## Instruction
Can you output the entries below verbatim, from their very first line through the line that contains "positive clicks: (148, 170)", including both ends, and leave the pictures out?

## Recorded data
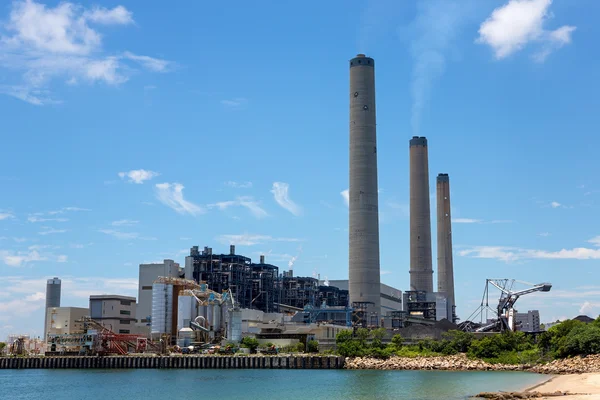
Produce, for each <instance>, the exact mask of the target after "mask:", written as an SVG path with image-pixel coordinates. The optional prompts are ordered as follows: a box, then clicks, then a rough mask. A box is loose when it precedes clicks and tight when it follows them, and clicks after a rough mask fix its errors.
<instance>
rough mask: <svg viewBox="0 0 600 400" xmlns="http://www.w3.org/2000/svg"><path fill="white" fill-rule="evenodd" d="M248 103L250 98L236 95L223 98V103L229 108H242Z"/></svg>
mask: <svg viewBox="0 0 600 400" xmlns="http://www.w3.org/2000/svg"><path fill="white" fill-rule="evenodd" d="M246 103H248V99H245V98H243V97H236V98H235V99H228V100H221V104H223V105H224V106H226V107H229V108H240V107H242V106H244V105H246Z"/></svg>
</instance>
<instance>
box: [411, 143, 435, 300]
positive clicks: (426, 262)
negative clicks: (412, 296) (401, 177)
mask: <svg viewBox="0 0 600 400" xmlns="http://www.w3.org/2000/svg"><path fill="white" fill-rule="evenodd" d="M409 148H410V152H409V154H410V290H411V291H425V292H427V293H431V292H433V267H432V261H431V213H430V204H429V158H428V151H427V138H425V137H423V136H421V137H418V136H413V138H412V139H410V142H409Z"/></svg>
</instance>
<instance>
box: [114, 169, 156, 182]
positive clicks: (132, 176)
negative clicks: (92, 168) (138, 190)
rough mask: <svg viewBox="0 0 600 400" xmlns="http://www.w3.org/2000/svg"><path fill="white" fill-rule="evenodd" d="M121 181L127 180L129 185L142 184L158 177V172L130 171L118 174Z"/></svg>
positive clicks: (148, 170)
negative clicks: (126, 179) (127, 178)
mask: <svg viewBox="0 0 600 400" xmlns="http://www.w3.org/2000/svg"><path fill="white" fill-rule="evenodd" d="M118 175H119V177H120V178H121V179H125V178H129V180H128V182H129V183H137V184H142V183H144V182H145V181H149V180H150V179H152V178H155V177H157V176H159V175H160V174H159V173H158V172H154V171H149V170H145V169H132V170H131V171H129V172H119V174H118Z"/></svg>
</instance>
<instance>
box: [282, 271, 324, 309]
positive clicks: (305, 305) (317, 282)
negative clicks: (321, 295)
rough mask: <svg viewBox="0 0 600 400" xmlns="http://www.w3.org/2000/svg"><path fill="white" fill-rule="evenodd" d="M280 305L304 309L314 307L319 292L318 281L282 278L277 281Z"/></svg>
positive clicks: (293, 278) (289, 277)
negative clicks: (278, 289) (279, 291)
mask: <svg viewBox="0 0 600 400" xmlns="http://www.w3.org/2000/svg"><path fill="white" fill-rule="evenodd" d="M279 286H280V290H281V304H285V305H288V306H292V307H297V308H304V307H306V306H307V305H310V306H313V307H314V306H315V305H316V304H315V303H316V300H317V297H318V291H319V280H318V279H316V278H309V277H300V276H295V277H290V276H284V277H282V278H281V279H280V280H279Z"/></svg>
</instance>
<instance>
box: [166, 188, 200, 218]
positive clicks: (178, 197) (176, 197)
mask: <svg viewBox="0 0 600 400" xmlns="http://www.w3.org/2000/svg"><path fill="white" fill-rule="evenodd" d="M183 189H184V186H183V185H182V184H180V183H158V184H156V198H157V199H158V200H159V201H160V202H161V203H163V204H164V205H166V206H168V207H170V208H172V209H173V210H175V211H177V212H178V213H179V214H190V215H198V214H203V213H204V212H205V210H204V209H203V208H202V207H200V206H198V205H196V204H194V203H192V202H189V201H187V200H185V199H184V198H183Z"/></svg>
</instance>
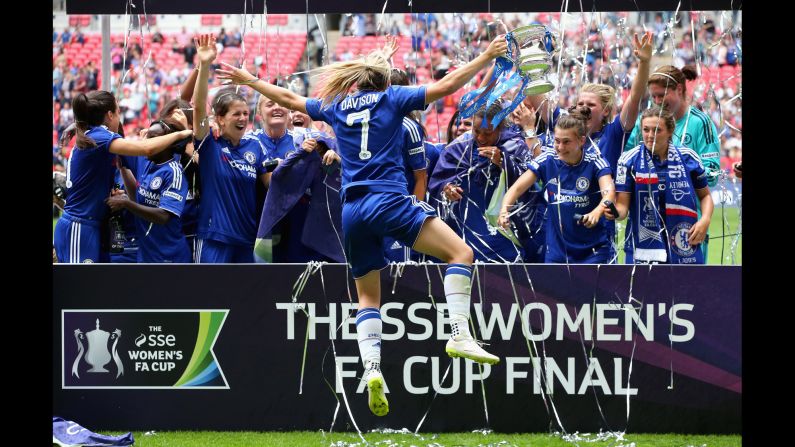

## Solution to the problem
Produce, for each <instance>, the exact mask of the target after "mask:", written as an SVG path with image-pixel coordinates. The optional prompts are ordered as follows: a box, then clicks, then a rough mask. A box is loose when it precedes clicks and tight when it follows them, and clicks after a rough mask fix its errors.
<instance>
rough mask: <svg viewBox="0 0 600 400" xmlns="http://www.w3.org/2000/svg"><path fill="white" fill-rule="evenodd" d="M248 103L250 98L236 95L223 98V103L229 108H242Z"/></svg>
mask: <svg viewBox="0 0 600 400" xmlns="http://www.w3.org/2000/svg"><path fill="white" fill-rule="evenodd" d="M246 103H248V99H245V98H243V97H236V98H235V99H228V100H221V104H223V105H224V106H226V107H229V108H240V107H242V106H244V105H246Z"/></svg>
</instance>
<instance>
box: [411, 143, 435, 300]
positive clicks: (426, 262)
negative clicks: (412, 296) (401, 177)
mask: <svg viewBox="0 0 600 400" xmlns="http://www.w3.org/2000/svg"><path fill="white" fill-rule="evenodd" d="M409 148H410V152H409V154H410V290H411V291H425V292H427V293H431V292H433V267H432V261H431V213H430V204H429V158H428V151H427V138H425V137H423V136H421V137H418V136H413V138H412V139H410V142H409Z"/></svg>
</instance>
<instance>
box: [114, 169, 156, 182]
positive clicks: (132, 176)
negative clicks: (92, 168) (138, 190)
rough mask: <svg viewBox="0 0 600 400" xmlns="http://www.w3.org/2000/svg"><path fill="white" fill-rule="evenodd" d="M121 181L127 180L129 185L142 184L158 177V172L130 171L118 174Z"/></svg>
positive clicks: (148, 170)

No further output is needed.